What you have to do: Lay out the records as a Markdown table with the columns "Row" and "Line," starting at the line containing "Objective: for every instance of the white ceramic" and running through the end of the records. Number each line in order and skip any blank lines.

Stored items
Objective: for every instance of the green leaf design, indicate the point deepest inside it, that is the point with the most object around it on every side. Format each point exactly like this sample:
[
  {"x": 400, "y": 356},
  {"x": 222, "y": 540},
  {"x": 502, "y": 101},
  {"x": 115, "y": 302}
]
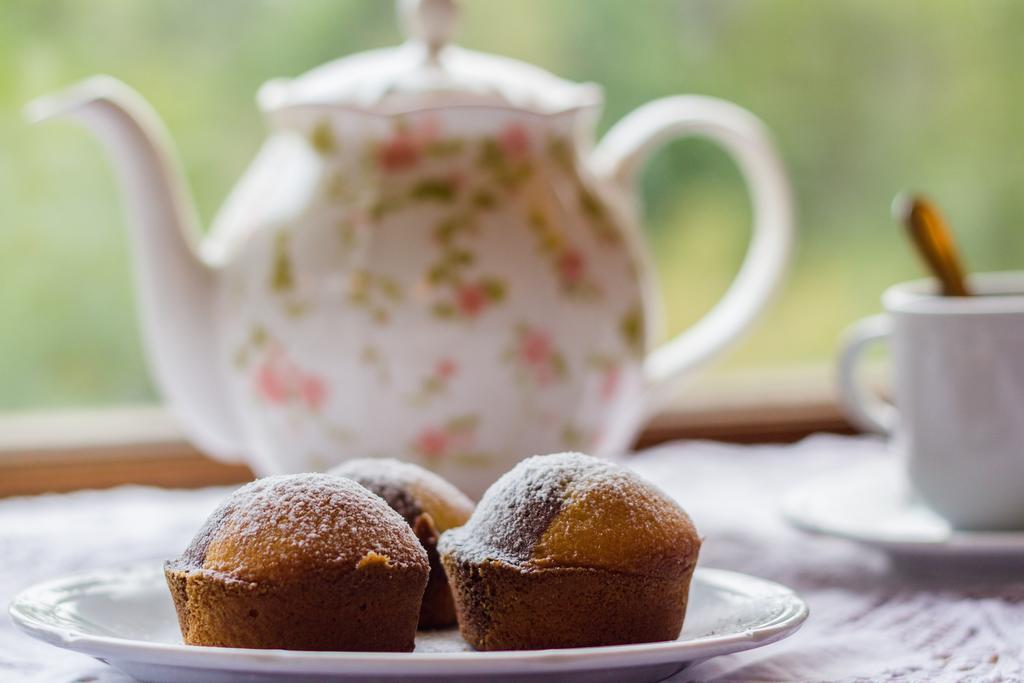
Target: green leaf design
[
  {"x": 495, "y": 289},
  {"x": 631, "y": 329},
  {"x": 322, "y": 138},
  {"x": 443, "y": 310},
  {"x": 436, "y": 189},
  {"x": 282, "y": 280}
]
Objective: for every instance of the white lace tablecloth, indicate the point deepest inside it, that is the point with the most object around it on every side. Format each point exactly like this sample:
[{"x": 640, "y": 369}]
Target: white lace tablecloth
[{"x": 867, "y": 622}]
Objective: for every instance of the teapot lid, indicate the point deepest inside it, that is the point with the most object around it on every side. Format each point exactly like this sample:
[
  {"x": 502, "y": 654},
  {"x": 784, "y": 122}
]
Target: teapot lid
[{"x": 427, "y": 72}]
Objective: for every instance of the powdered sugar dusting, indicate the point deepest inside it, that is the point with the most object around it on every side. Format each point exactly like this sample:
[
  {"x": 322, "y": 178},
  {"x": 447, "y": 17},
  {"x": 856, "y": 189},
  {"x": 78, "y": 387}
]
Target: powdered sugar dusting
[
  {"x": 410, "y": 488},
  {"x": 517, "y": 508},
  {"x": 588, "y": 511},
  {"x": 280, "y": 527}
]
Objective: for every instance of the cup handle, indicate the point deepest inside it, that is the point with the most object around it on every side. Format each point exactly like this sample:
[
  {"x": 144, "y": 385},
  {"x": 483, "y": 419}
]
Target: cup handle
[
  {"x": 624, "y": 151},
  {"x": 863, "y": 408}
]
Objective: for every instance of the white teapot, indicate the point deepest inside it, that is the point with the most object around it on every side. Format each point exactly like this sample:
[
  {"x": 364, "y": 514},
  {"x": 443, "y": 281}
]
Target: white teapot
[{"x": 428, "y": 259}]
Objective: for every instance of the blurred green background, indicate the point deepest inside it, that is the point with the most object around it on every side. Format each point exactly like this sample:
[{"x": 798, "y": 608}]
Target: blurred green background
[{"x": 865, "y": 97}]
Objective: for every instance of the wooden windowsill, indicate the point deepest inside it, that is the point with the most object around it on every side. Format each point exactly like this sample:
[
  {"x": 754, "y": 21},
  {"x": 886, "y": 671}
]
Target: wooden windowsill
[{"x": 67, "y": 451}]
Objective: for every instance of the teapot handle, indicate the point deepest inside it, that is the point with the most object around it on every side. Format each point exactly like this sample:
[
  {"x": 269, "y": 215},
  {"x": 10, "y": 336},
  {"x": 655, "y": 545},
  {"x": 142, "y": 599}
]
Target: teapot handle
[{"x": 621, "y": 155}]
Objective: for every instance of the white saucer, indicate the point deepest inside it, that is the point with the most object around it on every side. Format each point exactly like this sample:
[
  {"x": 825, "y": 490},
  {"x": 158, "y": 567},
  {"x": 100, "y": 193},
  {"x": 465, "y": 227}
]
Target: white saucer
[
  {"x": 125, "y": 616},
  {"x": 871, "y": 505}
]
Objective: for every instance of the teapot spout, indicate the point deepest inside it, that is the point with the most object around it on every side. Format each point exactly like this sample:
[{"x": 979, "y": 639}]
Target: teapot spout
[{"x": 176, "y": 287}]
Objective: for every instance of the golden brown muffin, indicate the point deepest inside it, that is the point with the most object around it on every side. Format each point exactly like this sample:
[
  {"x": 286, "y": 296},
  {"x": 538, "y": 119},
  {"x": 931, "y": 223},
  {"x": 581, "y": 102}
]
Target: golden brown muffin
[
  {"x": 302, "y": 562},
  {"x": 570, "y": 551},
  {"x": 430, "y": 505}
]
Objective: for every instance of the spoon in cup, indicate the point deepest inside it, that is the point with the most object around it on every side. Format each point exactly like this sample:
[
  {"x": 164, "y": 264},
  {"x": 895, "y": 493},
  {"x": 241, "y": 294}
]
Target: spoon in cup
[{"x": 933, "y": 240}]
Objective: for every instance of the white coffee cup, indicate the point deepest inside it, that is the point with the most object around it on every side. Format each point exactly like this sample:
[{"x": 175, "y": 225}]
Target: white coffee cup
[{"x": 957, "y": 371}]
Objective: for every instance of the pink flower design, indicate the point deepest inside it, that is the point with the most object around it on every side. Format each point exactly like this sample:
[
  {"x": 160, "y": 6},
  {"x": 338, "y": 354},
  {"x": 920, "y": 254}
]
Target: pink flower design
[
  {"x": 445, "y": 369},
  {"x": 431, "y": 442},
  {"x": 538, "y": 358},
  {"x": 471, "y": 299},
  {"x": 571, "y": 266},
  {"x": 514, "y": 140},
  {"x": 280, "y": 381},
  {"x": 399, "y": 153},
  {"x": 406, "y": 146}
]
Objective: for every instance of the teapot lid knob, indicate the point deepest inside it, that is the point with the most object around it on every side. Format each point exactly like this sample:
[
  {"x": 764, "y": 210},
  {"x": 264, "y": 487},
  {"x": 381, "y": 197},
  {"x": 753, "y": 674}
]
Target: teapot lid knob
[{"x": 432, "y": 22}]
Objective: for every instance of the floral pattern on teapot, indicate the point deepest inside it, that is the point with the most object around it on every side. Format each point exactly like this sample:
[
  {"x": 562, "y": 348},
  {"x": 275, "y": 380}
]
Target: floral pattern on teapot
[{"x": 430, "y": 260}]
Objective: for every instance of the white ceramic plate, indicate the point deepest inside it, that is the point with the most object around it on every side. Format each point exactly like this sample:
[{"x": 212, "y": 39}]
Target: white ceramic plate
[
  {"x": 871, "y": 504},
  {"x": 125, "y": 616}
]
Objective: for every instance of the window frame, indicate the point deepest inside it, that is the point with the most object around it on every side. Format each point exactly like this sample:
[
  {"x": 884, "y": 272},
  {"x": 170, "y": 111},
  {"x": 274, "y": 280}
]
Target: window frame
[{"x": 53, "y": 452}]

Full solution:
| Row | Line |
|---|---|
| 1 | Objective: for every instance of the white ceramic plate, indicate the point deepest inside it, that is the point with the most object around it on every side. Format each point exactly like this sample: |
| 2 | [{"x": 212, "y": 39}] |
| 3 | Target: white ceramic plate |
| 4 | [ |
| 5 |   {"x": 871, "y": 504}, |
| 6 |   {"x": 125, "y": 616} |
| 7 | ] |
| 8 | Objective: for every instance of the window frame, indicate the point deepest inside it, that is the point with the most object around it on every side. Format each point exactly like this sample: |
| 9 | [ |
| 10 |   {"x": 884, "y": 272}, |
| 11 |   {"x": 170, "y": 111}, |
| 12 |   {"x": 274, "y": 280} |
| 13 | ] |
| 14 | Target: window frame |
| 15 | [{"x": 53, "y": 452}] |